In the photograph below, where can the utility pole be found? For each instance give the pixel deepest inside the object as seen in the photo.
--
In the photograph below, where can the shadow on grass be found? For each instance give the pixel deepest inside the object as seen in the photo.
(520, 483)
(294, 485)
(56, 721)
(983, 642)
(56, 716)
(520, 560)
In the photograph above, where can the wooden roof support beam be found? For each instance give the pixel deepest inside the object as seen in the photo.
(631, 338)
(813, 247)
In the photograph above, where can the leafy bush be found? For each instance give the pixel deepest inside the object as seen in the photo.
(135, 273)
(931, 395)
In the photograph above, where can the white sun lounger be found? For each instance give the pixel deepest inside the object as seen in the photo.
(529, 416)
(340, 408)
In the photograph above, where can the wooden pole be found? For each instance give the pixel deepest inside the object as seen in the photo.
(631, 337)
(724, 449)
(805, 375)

Do this
Pull out each line of the entries above that contains the word "pole", copying the lines unchanged.

Completed exercise
In the photograph below, where can the utility pole be found? For each instance give the pixel deepest inside the object as seen in the photo.
In the photograph above, where can the wooden pole be found? For each instance give the pixel deepest inside the object as seen in the photo.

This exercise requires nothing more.